> **Work instruction 1**: Rewrite the Menlo Micro passage beginning at the words "Here’s where Menlo" and stopping after "than $5 billion.", replacing "metallurgy" with "materials science".
> **Work instruction 2**: Continue the Menlo Micro passage from the point where it stops.

The flight attendants are about to shut the cabin doors when you realize you forgot to download that sci-fi blockbuster you were looking forward to watching during the flight. As they tell you to shut down your personal devices, you press the download button. Before they’ve arrived at your row to demand you shut it off, the entire high-definition movie has flooded into your phone and it’s already tucked away in your pocket.
After you land, you hire an autonomous taxi to take you home. Along the way, the vehicle slips through intersections without stoplights, a technology made obsolete when robotic systems started communicating with each other in real time to avoid collisions. Meanwhile, your smartphone alerts your smart home that you’re coming, engaging its high-efficiency battery banks to power your environmental, lighting and sound preferences.
This is, of course, the future, but a California company called Menlo Micro is developing tiny devices that could make it a reality faster.
That’s because the key to making this scenario work isn’t just about developing crazy new technologies — much of what we need already exists. It involves ultrafast telecommunications that can shuttle massive amounts of information between millions of wirelessly connected devices at the same time. It’s also about the ability to control power quickly, seamlessly and with extreme efficiency, as well as better battery management and machines made more intelligent by the liberal deployment of sensors that help them understand the world around them. And it turns out that the critical component to all of this could be something decidedly unsexy: a switch.
Here’s where Menlo Micro come in. The company is using advanced metallurgy and tricks learned from the semiconductor industry to shrink the traditional switches down to the width of a human hair. The result is a device that will enable new applications in battery management, home automation, electric vehicles and the Internet of Things. It also could be the innovation that unlocks 5G mobile networks, where data transfer rates go from tens of megabits to hundreds of megabits or even gigabits per second. Menlo Micro says the switch is looking at a market opportunity of more than $5 billion.
The company is a spinoff of GE with significant investments from semiconductor maker Microsemi, Corning and Paladin Capital Group. It is commercializing 12 years of research inside GE Global Research, whose engineers were originally tasked with re-inventing the electromechanical switches used inside GE’s machines.

> **Recorded data**:
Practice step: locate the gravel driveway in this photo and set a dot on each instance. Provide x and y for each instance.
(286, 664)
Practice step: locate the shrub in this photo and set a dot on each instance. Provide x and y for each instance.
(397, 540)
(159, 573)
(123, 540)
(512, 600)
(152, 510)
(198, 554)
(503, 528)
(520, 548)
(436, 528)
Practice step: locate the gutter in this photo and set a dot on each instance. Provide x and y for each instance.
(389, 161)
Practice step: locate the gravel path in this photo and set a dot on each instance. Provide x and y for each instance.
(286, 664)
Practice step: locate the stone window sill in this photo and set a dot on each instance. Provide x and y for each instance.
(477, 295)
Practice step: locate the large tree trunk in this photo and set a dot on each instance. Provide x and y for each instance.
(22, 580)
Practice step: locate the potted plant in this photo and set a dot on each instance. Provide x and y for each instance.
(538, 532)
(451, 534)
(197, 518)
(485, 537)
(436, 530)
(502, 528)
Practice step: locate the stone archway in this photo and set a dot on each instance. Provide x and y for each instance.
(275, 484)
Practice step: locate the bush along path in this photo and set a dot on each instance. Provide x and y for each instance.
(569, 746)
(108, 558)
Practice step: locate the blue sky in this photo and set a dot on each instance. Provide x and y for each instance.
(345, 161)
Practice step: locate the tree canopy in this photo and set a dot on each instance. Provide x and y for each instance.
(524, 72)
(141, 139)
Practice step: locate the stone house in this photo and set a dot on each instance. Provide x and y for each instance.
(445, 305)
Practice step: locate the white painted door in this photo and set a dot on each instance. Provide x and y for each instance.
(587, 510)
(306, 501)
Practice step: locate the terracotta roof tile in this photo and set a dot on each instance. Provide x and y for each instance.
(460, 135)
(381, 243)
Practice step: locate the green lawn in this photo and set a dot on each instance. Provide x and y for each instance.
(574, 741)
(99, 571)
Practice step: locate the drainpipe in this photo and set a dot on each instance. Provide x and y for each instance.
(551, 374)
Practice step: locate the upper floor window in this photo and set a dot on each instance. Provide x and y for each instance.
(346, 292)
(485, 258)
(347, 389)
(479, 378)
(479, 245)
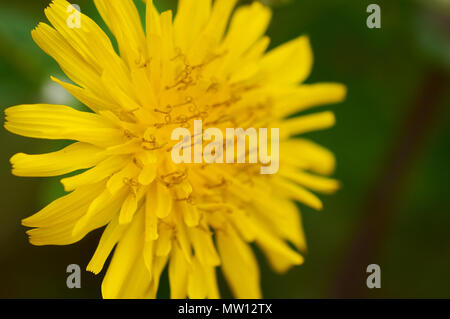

> **Task result 1**:
Here’s where Menlo Micro come in. The company is using advanced materials science and tricks learned from the semiconductor industry to shrink the traditional switches down to the width of a human hair. The result is a device that will enable new applications in battery management, home automation, electric vehicles and the Internet of Things. It also could be the innovation that unlocks 5G mobile networks, where data transfer rates go from tens of megabits to hundreds of megabits or even gigabits per second. Menlo Micro says the switch is looking at a market opportunity of more than $5 billion.

> **Task result 2**:
“This is a moment all technologists dream of, when you see years of hard work by a phenomenal cross-disciplinary team of scientists in the labs translate into a new business opportunity that also delivers game-changing technology,” said Menlo Micro co-founder and Chief Technology Officer Chris Keimel, who spent the last 12 years working as a scientist at GE Global Research.We are all familiar with switches. The best-known type of switch, when moved to the on position, completes a circuit between the power source and the bulb, allowing electrons to flow and the light to glow. This same current control — with varying levels of complexity — is used in every device that needs electricity, from computers and medical equipment to big industrial machines. It’s also critical to systems that transmit and receive radio frequencies such as cellphone networks. There, switches in transmitters and smartphones control the parts of the radio frequency spectrum used to communicate data between devices. The more bands and higher frequencies of the spectrum a device can quickly hop between, the more data it can transmit and receive.
For many of the new technologies that could shape our future world, switches need to drastically scale down in size, weight and cost. They also need to operate faster and more reliably over decades in adverse conditions. Amazingly, though, these electrical relays’ fundamental operation has remained relatively the same over the last 50 years.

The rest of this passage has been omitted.